>> START Dataset records

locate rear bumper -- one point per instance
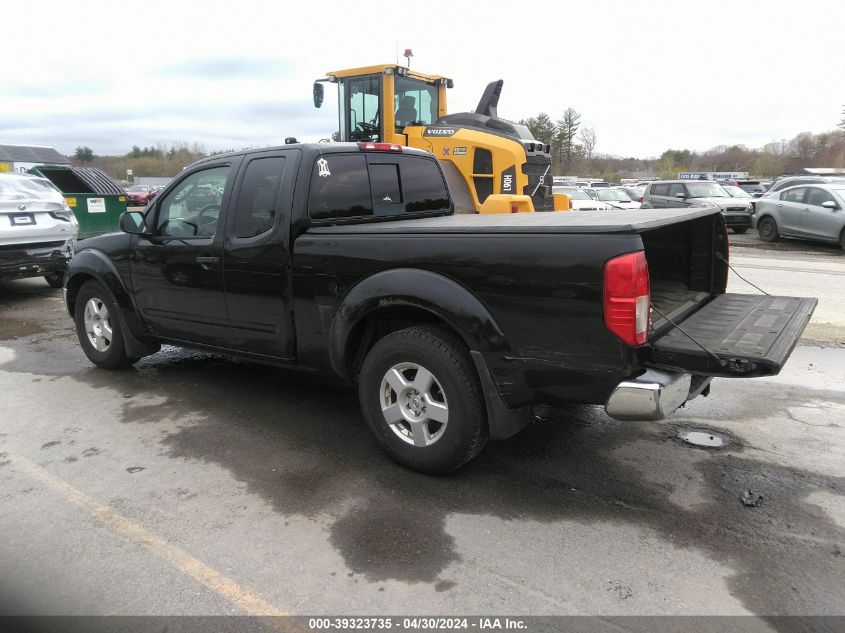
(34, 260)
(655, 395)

>> END Dataset records
>> START Dataset records

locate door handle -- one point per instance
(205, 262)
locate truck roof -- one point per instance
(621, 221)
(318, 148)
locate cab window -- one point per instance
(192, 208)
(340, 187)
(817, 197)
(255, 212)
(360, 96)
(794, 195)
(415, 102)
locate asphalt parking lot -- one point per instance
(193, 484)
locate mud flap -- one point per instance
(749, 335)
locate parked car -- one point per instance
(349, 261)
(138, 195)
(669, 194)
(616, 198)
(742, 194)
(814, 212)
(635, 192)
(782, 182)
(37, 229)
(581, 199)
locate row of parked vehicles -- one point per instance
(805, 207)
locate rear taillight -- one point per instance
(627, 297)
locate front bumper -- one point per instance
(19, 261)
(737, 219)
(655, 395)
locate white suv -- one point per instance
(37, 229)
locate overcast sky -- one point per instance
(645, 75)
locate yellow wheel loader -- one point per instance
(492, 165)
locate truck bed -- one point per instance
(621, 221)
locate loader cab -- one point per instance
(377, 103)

>> END Dataset records

Given exercise →
Gather every line of the data above that contains the string "bumper", and list those lines.

Task result →
locate rear bumper -- one point per instance
locate front bumper -- one point per instance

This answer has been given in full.